PROBLEM STATEMENT: Rescale the pixel coordinates in the answers by multiplying each by 0.4 and rounding to the nearest whole number, with halves rounded up. Give back only the records from the line containing "cabinet drawer, one" down to the line containing "[(411, 81), (365, 324)]", both lines included, with the requests reproduced unchanged.

Stored entries:
========================================

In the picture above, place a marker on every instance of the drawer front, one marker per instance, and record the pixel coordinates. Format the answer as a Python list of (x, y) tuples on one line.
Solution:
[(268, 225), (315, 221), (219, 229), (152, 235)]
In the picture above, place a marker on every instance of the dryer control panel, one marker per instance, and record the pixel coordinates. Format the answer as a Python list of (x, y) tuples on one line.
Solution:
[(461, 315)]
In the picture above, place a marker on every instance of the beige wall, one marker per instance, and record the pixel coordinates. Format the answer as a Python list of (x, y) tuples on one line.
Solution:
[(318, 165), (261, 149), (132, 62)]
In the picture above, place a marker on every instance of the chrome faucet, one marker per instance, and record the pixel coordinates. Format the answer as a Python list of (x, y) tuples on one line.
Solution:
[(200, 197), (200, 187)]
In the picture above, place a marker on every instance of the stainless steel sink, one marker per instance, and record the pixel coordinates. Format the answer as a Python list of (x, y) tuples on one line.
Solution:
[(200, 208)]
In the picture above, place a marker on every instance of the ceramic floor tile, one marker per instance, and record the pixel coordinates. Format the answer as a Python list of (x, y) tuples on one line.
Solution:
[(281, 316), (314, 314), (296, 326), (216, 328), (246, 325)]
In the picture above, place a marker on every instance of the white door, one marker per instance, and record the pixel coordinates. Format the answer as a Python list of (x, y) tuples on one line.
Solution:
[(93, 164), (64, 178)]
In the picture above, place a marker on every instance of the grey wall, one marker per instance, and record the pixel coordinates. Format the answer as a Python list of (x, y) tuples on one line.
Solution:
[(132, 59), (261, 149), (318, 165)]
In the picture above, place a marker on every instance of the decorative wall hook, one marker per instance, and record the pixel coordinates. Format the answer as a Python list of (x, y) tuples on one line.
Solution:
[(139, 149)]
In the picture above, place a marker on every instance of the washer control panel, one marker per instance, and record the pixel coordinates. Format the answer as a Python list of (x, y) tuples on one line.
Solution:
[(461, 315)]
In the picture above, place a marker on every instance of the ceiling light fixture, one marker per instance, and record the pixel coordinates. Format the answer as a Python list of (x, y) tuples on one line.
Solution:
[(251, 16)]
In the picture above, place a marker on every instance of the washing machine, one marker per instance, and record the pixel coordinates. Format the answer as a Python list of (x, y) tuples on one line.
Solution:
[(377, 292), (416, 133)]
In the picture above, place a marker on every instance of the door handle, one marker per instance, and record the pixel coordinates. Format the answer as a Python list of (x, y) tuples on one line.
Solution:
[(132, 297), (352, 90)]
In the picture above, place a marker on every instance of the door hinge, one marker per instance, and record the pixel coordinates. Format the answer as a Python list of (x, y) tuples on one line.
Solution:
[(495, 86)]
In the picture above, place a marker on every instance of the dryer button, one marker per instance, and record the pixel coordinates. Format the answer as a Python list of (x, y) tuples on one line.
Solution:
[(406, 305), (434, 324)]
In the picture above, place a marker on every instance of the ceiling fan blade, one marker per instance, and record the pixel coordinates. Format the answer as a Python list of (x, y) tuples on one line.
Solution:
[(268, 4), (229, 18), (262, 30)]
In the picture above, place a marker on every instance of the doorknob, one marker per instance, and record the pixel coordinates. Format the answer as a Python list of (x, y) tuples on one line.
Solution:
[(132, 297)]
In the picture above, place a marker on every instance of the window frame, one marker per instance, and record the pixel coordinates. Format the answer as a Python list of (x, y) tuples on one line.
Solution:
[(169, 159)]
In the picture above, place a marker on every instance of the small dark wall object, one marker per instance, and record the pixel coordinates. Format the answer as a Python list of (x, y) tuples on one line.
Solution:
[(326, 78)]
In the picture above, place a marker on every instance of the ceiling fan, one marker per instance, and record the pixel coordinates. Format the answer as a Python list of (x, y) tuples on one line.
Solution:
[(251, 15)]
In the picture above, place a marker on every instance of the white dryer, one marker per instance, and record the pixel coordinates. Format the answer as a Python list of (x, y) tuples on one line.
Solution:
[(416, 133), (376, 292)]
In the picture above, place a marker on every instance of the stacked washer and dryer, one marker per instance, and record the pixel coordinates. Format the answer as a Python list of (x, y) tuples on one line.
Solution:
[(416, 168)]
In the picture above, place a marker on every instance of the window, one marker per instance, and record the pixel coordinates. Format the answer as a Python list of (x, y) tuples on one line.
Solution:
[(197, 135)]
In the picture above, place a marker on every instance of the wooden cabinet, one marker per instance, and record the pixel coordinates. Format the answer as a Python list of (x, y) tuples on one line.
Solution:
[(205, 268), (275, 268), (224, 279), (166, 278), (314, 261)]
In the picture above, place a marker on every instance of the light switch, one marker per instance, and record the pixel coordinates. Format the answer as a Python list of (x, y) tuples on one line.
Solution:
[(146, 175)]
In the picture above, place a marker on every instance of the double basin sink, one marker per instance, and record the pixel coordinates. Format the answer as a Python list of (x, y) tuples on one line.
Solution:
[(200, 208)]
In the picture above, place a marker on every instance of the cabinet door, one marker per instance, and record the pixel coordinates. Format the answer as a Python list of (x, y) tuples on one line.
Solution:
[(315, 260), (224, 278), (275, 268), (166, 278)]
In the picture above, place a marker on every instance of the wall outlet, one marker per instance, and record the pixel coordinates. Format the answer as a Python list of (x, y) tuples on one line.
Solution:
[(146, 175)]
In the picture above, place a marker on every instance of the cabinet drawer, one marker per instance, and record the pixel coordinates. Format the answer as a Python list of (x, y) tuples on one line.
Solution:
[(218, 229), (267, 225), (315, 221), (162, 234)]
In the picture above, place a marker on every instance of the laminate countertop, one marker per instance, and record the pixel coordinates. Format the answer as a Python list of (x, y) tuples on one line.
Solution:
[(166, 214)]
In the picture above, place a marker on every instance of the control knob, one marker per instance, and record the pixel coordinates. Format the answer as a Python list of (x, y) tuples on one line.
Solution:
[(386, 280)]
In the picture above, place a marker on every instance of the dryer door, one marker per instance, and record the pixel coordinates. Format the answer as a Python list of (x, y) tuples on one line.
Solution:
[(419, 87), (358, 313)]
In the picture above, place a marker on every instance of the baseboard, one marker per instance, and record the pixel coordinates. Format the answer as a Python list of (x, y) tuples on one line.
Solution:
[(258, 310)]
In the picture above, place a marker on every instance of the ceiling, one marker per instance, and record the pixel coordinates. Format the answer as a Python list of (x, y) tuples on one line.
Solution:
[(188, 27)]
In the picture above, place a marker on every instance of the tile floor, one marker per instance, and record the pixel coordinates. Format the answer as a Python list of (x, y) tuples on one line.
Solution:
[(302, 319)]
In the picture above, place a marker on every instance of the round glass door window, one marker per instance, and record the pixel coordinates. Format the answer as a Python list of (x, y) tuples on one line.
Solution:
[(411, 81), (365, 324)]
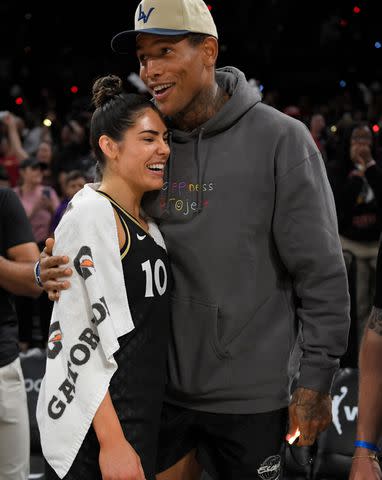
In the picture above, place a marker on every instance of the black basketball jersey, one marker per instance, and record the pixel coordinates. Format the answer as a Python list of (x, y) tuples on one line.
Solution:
[(137, 387), (146, 269)]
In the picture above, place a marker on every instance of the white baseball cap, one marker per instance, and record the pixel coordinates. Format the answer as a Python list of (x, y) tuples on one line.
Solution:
[(167, 17)]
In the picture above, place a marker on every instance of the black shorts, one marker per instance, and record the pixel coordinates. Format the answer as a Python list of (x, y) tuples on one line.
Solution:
[(228, 446)]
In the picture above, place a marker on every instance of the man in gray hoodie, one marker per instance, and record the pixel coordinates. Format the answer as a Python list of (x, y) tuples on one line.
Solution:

========================================

TASK ANSWER:
In the picture above, place a marker on every instance of the cabinet drawer, one marker per instance, and record the pixel coordinates. Format the answer as a Python list of (x, y) tuples on one line.
Solution:
[(87, 92), (107, 90), (126, 88), (65, 94)]
In the picture above, place a marker on every instance of the laminate countertop, one marker per instance, and record the pixel coordinates. Format the answer as a Python list of (x, y) tuples on one line.
Solution:
[(66, 86)]
In the picture above, place a marker on every instance of the control knob, one marker per instance, and record the pixel coordinates. Format the answer as a Python list of (x, y) tuples on one line.
Solution:
[(154, 112)]
In the picture above, place a marker on every instance of the dryer door, one marker per instance, and record the pixel coordinates. Format the answer as a Python list of (x, y) tuples on one line.
Solution:
[(168, 35), (143, 125)]
In the picture above, place a marker on every instance of the baseboard, one marker per instance, and record the pixel coordinates. Format the answer as a Python list of (x, y) tuples on one line.
Solution:
[(103, 124)]
In the picture above, place a marker on every instance of the ceiling, one marker per instance, and record the pixel coordinates. Format the answer as a Python list of (x, y) tuples on one line.
Solution:
[(75, 11)]
In the picture above, place a marker on every instance of the tile floor, one marker per instance, and record the pixel coordinates. Format the answer as a Python list of (x, y) tuples on one line.
Solution:
[(121, 128)]
In the picture above, place a marker on every instance of the round glass door window, one marker per instance, and record the pixel coordinates. Format the answer as a Python list of (x, y) tuples on one line.
Solution:
[(164, 32), (146, 130)]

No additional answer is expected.